Supplied passage:

Hi guys, I did re-check the question and I actually copy-pasted it as is. It is from one of the GRE prep club Quants test.

This is the explanation they gave and I find it bizzare:

Area of parallelogram ABCD = 2×ABD
The coordinates of the vertices of triangle ABD are A(0,0),B(−3,−4),C(−7,−7). If one of the vertices of a triangle is at the origin and other two being (a,b),(c,d), then the area of the triangle can be written as : Area = |(ad−bc)/2|
Applying this formula to the triangle ABD, we get the area as [(−3)∗(−7)−(−4)∗(−7)]/2=7/2
So, the area of the parallelogram is twice the area of triangle ABD or 7/2 ×2
or 7sq.units.

The correct answerC

Hi Krutika,

Could you please share the question number so that we can fix the graph.

The are aof a triangle with coordinate A (\(A_x\),\(A_y\)), B (\(B_x\),\(B_y\)) and C (\(C_x\),\(C_y\)) can be written as:

area=\(\mod{\frac{A_x(B_y-C_y)+B_x(C_y-A_y)+C_x(A_y-B_y)}{2}}\).

Here one of the coordinates is (0,0). Thus the reduced expression in the explanation.

Here is great tool to vizualize the same.

https://www.mathopenref.com/coordtrianglearea.html

Hi Sandy,

Can we accept in GRE the sign of the co-ordintes donot matter,

As point c (-7,-7) and point B (-3, -4). both of these lies in II quadrant as such both y- coordinates should be positive.

Can you plz enlighten me

Hi Sandy,

It is Question 13 from Quantitative Test 1.

I do not think that just graph is the issue. I think either the coordinates or the options also need to change. Even if we are unable to use the formula you or the explanation gave, we should be able to use Area of a parallelogram = bh and both should give the same result.

Please explain and correct me if my concept is wrong. Thanks!

Area of a parallelogram = bh

Do you mean base \(\times\) height?
If so then that is not a a paralleogram but a rectangle.

Collected material:
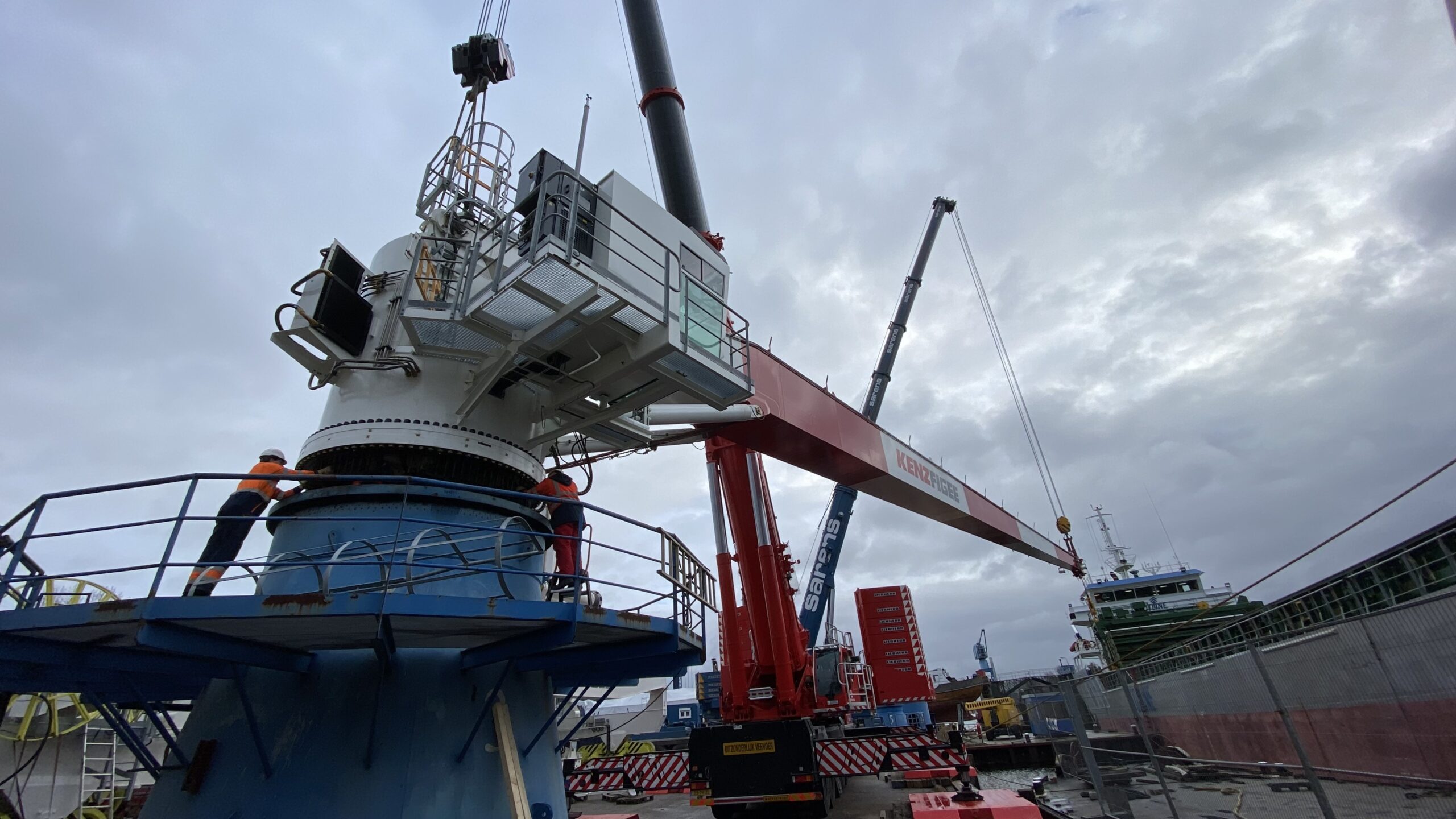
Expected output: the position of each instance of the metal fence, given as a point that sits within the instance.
(1343, 719)
(140, 540)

Challenge: In the forum thread, reproduce word for word everything from "The correct answerC" down to "in the explanation.". The listing is not needed for anything here.

Response:
The correct answerC

Hi Krutika,

Could you please share the question number so that we can fix the graph.

The are aof a triangle with coordinate A (\(A_x\),\(A_y\)), B (\(B_x\),\(B_y\)) and C (\(C_x\),\(C_y\)) can be written as:

area=\(\mod{\frac{A_x(B_y-C_y)+B_x(C_y-A_y)+C_x(A_y-B_y)}{2}}\).

Here one of the coordinates is (0,0). Thus the reduced expression in the explanation.